**Lista de atividades:**
1) De acordo com o texto sobre vacinas e alergias, quantas doses de vacinas acompanham os primeiros dez anos de vida de uma criança?
2) Reproduza o trecho do texto sobre vacinas e alergias entre "Os primeiros dez" e "São Paulo (USP).", inclusive, alterando "largamente" para "amplamente".

**Texto para leitura:**
____

Componente bacteriano minimiza alergias causadas por vacinas

O hidróxido de alumínio, composto utilizado em inúmeras vacinas, pode desencadear alergias. Pesquisadores da USP mostraram que esse potencial alérgico pode ser minimizado com a adição de um componente bacteriano.

Os primeiros dez anos da vida de uma criança são acompanhados por 19 doses de vacinas contra 13 doenças, de acordo com recomendação do calendário básico de vacinação do Ministério da Saúde. Para quase metade dessas doenças, as vacinas são acrescidas de um composto, o hidróxido de alumínio (alum) que, embora largamente utilizado em humanos, tem potencial de desencadear alergias, segundo Momtchilo Russo, do Departamento de Imunologia da Universidade de São Paulo (USP).

Em trabalho a ser publicado no periódico científico Clinical and Experimental Allergy, Russo e sua equipe mostraram que esse potencial alérgico do alum pode ser minimizado com a adição de um componente bacteriano, o lipopolissacarídeo (LPS). Tanto o alum quanto o LPS são considerados adjuvantes por intensificarem as reações imunológicas, levando à produção de anticorpos e/ou estímulo de células. No entanto, são conhecidos também por suas funções antagônicas: alum é um protótipo de adjuvante do tipo “Th2” e o LPS, por sua vez, do tipo “Th1”. Essas denominações referem-se a polarizações características de algumas desordens imunológicas, como doença auto-imune (Th1) e processos alérgicos (Th2), de acordo com Russo. Partindo de uma pergunta acadêmica, “o que acontece com o sistema imune se misturarmos dois tipos de adjuvantes?”, os pesquisadores se propuseram a estudar esse efeito em modelo experimental de asma, em camundongos.

____

**Registros fornecidos:**
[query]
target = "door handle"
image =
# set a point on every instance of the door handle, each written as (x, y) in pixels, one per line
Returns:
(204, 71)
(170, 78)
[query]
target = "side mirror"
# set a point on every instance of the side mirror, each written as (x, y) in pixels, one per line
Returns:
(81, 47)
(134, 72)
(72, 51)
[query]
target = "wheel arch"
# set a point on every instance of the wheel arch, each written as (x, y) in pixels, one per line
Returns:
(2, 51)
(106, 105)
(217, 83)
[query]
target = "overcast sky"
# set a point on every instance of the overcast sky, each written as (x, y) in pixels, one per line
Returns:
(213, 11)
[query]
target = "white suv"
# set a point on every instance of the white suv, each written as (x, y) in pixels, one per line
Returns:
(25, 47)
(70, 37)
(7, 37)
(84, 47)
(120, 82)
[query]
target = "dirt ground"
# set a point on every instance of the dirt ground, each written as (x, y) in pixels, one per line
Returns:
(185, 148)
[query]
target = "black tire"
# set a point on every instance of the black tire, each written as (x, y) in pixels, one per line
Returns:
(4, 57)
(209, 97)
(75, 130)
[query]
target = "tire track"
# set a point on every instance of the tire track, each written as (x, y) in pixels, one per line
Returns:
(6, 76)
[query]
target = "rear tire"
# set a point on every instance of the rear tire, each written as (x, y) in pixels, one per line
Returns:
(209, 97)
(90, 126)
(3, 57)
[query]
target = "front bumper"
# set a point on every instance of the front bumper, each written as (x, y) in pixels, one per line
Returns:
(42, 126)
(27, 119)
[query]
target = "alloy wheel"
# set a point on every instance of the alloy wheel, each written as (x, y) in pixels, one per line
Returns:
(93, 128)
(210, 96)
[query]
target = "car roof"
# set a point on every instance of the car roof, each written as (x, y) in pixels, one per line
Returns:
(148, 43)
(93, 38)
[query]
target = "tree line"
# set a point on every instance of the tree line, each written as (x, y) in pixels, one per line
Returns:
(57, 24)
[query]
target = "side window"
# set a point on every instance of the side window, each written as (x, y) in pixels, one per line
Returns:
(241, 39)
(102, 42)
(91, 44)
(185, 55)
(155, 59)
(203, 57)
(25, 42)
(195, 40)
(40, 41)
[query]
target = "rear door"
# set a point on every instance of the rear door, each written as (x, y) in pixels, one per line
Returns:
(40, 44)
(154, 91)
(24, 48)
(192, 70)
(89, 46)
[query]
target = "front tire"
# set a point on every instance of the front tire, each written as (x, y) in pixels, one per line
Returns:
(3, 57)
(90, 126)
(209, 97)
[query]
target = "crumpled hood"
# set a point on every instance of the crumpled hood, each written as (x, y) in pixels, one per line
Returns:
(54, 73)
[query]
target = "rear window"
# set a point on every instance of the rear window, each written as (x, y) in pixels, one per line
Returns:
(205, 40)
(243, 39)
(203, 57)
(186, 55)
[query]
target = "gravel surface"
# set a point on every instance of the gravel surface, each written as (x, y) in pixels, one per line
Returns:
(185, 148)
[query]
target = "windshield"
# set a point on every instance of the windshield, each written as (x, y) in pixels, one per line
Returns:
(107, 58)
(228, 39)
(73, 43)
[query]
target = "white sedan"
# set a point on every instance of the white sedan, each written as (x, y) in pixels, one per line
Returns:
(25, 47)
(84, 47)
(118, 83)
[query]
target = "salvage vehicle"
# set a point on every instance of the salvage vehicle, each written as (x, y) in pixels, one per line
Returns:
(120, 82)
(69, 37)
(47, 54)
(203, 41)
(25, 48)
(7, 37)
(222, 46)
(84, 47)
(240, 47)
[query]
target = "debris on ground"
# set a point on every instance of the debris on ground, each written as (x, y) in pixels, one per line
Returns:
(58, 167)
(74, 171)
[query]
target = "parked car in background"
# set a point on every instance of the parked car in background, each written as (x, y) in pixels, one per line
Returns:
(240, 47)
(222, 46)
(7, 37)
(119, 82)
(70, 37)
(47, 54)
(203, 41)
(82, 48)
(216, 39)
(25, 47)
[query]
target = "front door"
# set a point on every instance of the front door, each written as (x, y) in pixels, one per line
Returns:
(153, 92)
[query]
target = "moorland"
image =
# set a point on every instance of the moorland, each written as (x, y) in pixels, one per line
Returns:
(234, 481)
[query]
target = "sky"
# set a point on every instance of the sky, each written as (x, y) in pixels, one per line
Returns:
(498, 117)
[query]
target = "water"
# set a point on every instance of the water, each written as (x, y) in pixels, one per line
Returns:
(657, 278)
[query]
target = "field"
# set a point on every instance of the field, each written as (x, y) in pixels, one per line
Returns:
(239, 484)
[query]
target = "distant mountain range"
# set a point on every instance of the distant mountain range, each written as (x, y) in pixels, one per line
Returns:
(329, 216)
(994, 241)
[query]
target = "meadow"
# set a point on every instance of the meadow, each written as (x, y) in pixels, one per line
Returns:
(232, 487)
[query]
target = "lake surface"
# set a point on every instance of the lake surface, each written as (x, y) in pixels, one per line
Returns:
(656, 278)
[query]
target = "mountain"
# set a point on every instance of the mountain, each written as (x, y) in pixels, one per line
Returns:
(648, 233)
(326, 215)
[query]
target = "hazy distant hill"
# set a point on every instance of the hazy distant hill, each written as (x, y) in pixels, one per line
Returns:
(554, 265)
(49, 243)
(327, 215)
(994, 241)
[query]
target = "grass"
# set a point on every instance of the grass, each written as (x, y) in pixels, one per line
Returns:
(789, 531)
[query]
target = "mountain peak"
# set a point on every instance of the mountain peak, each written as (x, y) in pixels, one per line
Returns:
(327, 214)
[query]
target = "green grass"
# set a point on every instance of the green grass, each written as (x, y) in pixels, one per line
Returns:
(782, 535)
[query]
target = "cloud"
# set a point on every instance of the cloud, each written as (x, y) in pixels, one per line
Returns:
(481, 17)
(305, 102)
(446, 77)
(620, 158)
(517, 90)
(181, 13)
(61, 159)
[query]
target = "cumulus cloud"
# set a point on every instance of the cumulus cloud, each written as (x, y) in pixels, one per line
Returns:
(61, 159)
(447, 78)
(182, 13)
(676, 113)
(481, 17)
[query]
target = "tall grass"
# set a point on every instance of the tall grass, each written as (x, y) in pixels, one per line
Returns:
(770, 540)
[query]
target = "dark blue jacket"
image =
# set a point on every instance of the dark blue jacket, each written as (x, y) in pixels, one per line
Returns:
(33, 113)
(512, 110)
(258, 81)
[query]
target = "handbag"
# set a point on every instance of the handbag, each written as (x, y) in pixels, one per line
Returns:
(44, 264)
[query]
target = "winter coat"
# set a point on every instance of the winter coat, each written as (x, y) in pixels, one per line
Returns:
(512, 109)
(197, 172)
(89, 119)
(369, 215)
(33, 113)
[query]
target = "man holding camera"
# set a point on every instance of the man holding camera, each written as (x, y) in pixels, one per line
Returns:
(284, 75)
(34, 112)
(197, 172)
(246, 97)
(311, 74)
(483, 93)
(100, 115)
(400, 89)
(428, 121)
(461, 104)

____

**Respostas escritas:**
1) Dezenove doses de vacinas contra 13 doenças.

2)
Os primeiros dez anos da vida de uma criança são acompanhados por 19 doses de vacinas contra 13 doenças, de acordo com recomendação do calendário básico de vacinação do Ministério da Saúde. Para quase metade dessas doenças, as vacinas são acrescidas de um composto, o hidróxido de alumínio (alum) que, embora amplamente utilizado em humanos, tem potencial de desencadear alergias, segundo Momtchilo Russo, do Departamento de Imunologia da Universidade de São Paulo (USP).